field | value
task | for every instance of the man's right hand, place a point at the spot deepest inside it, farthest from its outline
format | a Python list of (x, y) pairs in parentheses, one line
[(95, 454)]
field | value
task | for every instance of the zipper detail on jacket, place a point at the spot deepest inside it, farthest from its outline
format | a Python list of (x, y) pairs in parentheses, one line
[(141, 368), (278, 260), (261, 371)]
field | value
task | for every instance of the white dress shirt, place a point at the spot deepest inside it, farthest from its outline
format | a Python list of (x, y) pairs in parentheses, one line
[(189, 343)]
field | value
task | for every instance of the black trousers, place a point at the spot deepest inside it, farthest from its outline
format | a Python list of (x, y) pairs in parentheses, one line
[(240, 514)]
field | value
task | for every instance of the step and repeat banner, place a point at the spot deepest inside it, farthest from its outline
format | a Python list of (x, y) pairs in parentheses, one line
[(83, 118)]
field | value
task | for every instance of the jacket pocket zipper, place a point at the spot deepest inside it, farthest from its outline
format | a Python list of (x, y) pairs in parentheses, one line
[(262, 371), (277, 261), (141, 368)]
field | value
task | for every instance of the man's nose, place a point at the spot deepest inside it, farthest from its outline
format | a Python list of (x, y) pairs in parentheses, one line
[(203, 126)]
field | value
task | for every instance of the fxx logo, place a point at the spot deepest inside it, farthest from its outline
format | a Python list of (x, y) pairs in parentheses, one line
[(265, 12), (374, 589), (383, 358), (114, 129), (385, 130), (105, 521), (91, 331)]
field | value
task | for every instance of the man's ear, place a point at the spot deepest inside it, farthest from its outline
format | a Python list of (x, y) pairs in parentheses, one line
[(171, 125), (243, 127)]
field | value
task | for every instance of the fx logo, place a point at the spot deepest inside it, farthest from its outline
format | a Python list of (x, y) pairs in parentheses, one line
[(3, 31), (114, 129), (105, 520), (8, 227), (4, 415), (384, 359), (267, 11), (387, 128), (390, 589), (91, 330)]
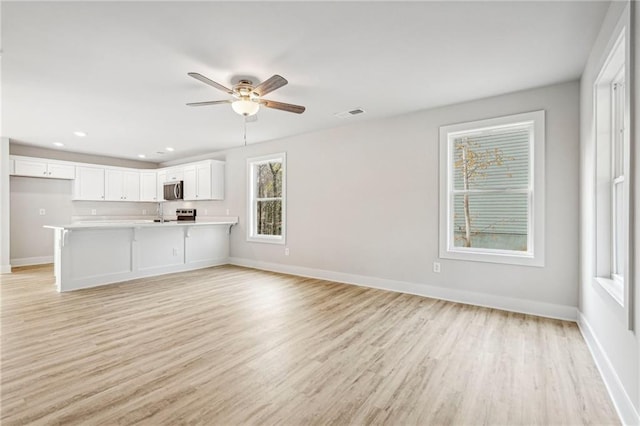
▬▬▬
§ **Instructions to follow**
Copy out the listing above in full and keep the pictures out.

§ **Solution for this problem**
field | value
task | for every instance of the man's right hand, place a point at the spot deepest inside it, farthest from its outline
format | a Python list of (x, y) pairs in parentheses, one line
[(95, 454)]
field | value
task | for every instance of the zipper detail on jacket, place a point at the spot deepest inside it, farthest from its outline
format | a Python list of (x, y) pairs in parentheses, one line
[(141, 368), (278, 260), (261, 371)]
field | value
task | for every instance of the white dress shirt, place a point at the spot deepest inside it, farthest from its outline
format | a Python list of (x, y) pairs in parentheses, one line
[(189, 343)]
field | value
task | for every instance of the black trousers, place a point at the spot deepest inside it, farthest from its outline
format | a Python list of (x, y) pairs in parentheses, one line
[(240, 514)]
field | value
task | for every instance of the step and repeat banner, place a point at the spot deepest inside it, farthest from its outline
format | a Python list of (x, y) pairs in parentheses, one line
[(83, 118)]
field | value
task | for every instance of the jacket pocket zipper, place a point at the spot deepest inside it, farthest from its outline
format | a Python list of (x, y) pairs in parentheses, one line
[(262, 371), (277, 261), (141, 368)]
field | value
task | for every instance of the man's nose, place a point at the spot deepest inside it, farthest from its outline
format | a Python list of (x, y) pairs in parentheses, one line
[(203, 126)]
field | value
task | for every instance of the fxx logo, place a point at the spot deepest inside it, farthest from its outline
format | a Python list of (x, y) pairs in parentheses, one line
[(265, 12), (374, 589), (383, 358), (114, 129), (385, 130), (105, 521), (91, 331)]
field | value
task | for every instance of the man's ear, place a point at the spot deepest inside it, farthest from its outline
format | a Python list of (x, y) pairs in parentheses, one line
[(171, 125), (243, 127)]
field | value
task | for every instance of the fx logo, place a point at the spot deepest inside it, farthest from its outline
format | a Python list of (x, y) pairs in parentheses, one line
[(3, 31), (114, 129), (105, 520), (8, 227), (4, 415), (384, 359), (267, 11), (387, 128), (390, 589), (91, 330)]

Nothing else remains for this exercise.